**STATED PROBLEM 1**
According to the forum post, how many children did the narrator and a friend think Brother X had at that point?
**STATED PROBLEM 2**
From the forum post, write out the passage that starts at the words "The man was" and ends after "But I digress.".

**PASSAGE**

Ya know you're right Elder.

Bring on the loud laughter sez I.

On that note, I would think there are a number of newbies here who have never heard of the classic RfM post known to us affectionately as "Elder Kotex Head":


>>The Kotex Story (for those who missed it one of the other 10 times
Date: Mar 23 00:45
Author: annonnn

"I was offline, and when I came back, the "Funniest Story" thread had been closed. I still vote for the hamster story, and will probably go to my grave laughinng about it, but, for what it's worth, here goes the Kotex story again, with a minor change, because I talked about it recently with an old friend I seldom see who was also present (another apostate) and he, who has a better memory than I, remembered one significant detail differently.) It was High Council Sunday, which, in and of itself was bad enough, but to walk in and see Brother X, the reigning a$$hole of the entire stake if not the entire region, was to know that the meeting would ruin the entire day for everyone present. This guy was so bad that people who were in the know on such things as high council visitation schedules would visit relatives out of town or find reasons to attend other wards when he was scheduled to speak. The problem there was that such things were often subject to change with vert little notice, so you'd get there and see him, and you'd be stuck. Besides, my dad was either the bishop or in the pric for a large part of my childhood, so we couldn't be skipping off every time Brother X appeared. Theoretically twelve H. C.'s should equal one official visit per year plus ward conference from the guy, but he always seemed to end up with us more often. Just the luck of the draw, I guess.


The man was a composite of the worst qualities of thomas s., boyd K., and Richard G. Scott, or whatever his middle initial is. Brother X thought so highly of himself that he couldn't quite fathom why he hadn't been translated into a celestial being, or at the very least, sucked up into the great body of G.A.'s. He once made an allusion to his calling and election having been made sure (is that called the second annointment?) though not in so many words. I didn't know they did that with regular people. I always thought you had to at least be in a temple presidency or something to achieve that status. But I digress.
Anyway, it was h. c. Sunday, and I walked in to see him on the stand with what was then his entire family. My friend and I think there were six children at that point.

**INFORMATION GIVEN**
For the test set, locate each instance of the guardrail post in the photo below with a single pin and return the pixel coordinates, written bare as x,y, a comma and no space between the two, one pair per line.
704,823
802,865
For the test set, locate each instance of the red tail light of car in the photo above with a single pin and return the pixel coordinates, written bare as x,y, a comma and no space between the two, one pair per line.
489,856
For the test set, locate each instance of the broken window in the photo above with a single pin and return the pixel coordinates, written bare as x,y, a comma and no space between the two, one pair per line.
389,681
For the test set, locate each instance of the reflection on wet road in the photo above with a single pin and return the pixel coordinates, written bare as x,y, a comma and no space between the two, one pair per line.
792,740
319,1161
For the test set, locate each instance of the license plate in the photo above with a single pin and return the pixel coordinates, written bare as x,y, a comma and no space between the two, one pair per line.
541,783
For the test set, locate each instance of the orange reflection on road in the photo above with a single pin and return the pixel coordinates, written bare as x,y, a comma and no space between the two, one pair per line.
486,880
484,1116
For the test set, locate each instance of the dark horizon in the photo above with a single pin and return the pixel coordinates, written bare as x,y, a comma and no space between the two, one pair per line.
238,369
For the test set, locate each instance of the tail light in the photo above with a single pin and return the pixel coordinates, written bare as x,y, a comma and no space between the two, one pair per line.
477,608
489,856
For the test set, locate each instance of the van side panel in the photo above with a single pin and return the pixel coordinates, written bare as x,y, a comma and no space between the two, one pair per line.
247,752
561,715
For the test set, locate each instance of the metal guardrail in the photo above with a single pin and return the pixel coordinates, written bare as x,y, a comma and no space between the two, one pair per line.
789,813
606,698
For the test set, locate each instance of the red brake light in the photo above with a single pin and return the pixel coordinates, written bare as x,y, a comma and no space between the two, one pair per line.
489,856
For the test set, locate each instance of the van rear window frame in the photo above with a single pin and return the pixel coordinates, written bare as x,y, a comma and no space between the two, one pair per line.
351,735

**RIGHT ANSWER 1**
Six.

**RIGHT ANSWER 2**
The man was a composite of the worst qualities of thomas s., boyd K., and Richard G. Scott, or whatever his middle initial is. Brother X thought so highly of himself that he couldn't quite fathom why he hadn't been translated into a celestial being, or at the very least, sucked up into the great body of G.A.'s. He once made an allusion to his calling and election having been made sure (is that called the second annointment?) though not in so many words. I didn't know they did that with regular people. I always thought you had to at least be in a temple presidency or something to achieve that status. But I digress.